### [Problem description]
Retype the records starting at the line containing "dry grass field => bbox" and ending with the final line of the records, reproducing them without any changes.

-------- Materials provided --------

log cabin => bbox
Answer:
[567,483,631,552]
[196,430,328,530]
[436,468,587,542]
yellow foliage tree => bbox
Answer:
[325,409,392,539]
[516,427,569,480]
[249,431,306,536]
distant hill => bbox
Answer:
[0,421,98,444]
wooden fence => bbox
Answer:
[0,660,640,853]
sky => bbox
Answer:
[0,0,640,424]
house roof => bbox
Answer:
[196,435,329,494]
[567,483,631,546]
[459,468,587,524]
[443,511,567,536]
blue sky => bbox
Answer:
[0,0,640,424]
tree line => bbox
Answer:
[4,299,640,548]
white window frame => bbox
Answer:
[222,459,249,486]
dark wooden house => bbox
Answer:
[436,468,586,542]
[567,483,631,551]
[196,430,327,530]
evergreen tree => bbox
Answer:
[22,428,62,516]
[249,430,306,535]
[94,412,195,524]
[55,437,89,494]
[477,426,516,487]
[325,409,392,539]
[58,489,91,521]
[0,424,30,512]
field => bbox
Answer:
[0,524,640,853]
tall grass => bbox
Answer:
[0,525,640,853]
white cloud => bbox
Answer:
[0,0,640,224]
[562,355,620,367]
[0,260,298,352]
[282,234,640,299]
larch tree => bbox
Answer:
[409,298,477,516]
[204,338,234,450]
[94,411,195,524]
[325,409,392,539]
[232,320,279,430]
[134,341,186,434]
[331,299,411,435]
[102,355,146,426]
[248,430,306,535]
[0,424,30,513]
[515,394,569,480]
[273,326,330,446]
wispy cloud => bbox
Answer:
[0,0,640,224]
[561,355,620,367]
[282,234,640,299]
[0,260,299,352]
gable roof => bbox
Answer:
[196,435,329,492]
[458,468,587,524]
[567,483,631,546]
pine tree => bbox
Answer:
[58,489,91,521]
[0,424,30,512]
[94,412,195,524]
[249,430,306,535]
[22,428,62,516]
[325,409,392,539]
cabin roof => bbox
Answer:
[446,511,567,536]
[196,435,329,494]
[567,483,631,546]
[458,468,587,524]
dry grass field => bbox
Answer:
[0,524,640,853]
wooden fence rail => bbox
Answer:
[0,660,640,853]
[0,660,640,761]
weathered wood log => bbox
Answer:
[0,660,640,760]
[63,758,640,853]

--------

### [Output for this exercise]
dry grass field => bbox
Answer:
[0,524,640,853]
wooden fence rail => bbox
Answer:
[0,660,640,853]
[0,660,640,761]
weathered wood log => bbox
Answer:
[0,660,640,760]
[63,758,640,853]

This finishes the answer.